* _GIVEN INSTRUCTION_: Reproduce the passage of the legislative status text below that starts at "Current Legislative Status" and ends at "for this assistance.", substituting "Links" for every "Resources".

* _EXTRACT_:
BEGIN

Current Legislative Status
NARC Resources
House Agriculture Committee Resources

Federal Agriculture Reform and Risk Management Act, HR 1947

  1. McIntyre Amendment 41 (adopted en bloc) – Makes technical assistance an eligible expense under USDA’s communities facilities program and ensures local governments are eligible for this assistance.
  2. McIntyre Amendment 39 (failed (23-22) – Provides $50 million in mandatory funding to address water and wastewater backlog at USDA
  3. McIntyre Amendment 40 (failed 25-20) – Provides 15 million in mandatory funding for Rural Microenterprise Assistance Program and ensures local governments are eligible for assistance under Rural Microenterprise Assistance Program
Senate Agriculture Committee Resources

Agriculture Reform Food and Jobs Act of 2013, S 954

  1. Brown Amendment 1 (adopted by voice vote) – Provides USDA Rural Development flexibility to prioritize 20 percent of its funding for projects that are multijurisdictional economic development efforts. Will allow USDA to support collaborative, strategic projects.
  2. Cowan Amendment 4 (adopted by voice vote) – To authorize direct loans to support production for locally and regionally produced foods. Would support food producers who are engaged in local and regional production, distribution and marketing efforts.

END

* _PROVIDED INFORMATION_:
BEGIN

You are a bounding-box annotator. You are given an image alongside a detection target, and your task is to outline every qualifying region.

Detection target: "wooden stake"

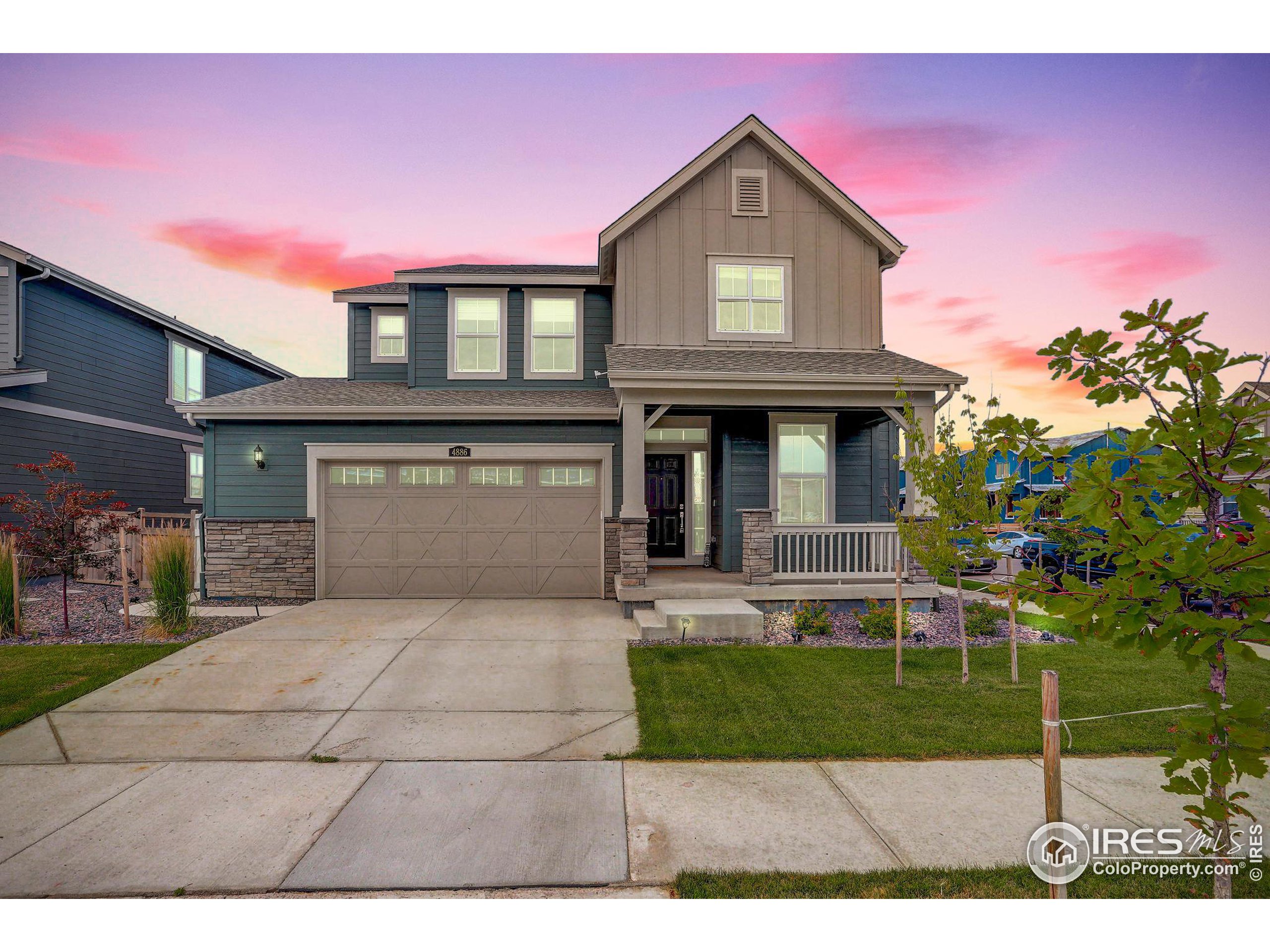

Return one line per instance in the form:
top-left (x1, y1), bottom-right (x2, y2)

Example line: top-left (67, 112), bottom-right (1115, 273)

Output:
top-left (120, 528), bottom-right (132, 631)
top-left (1040, 671), bottom-right (1067, 898)
top-left (895, 558), bottom-right (904, 688)
top-left (13, 546), bottom-right (22, 639)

END

* _WRITTEN ANSWER_:
Current Legislative Status
NARC Links
House Agriculture Committee Links

Federal Agriculture Reform and Risk Management Act, HR 1947

  1. McIntyre Amendment 41 (adopted en bloc) – Makes technical assistance an eligible expense under USDA’s communities facilities program and ensures local governments are eligible for this assistance.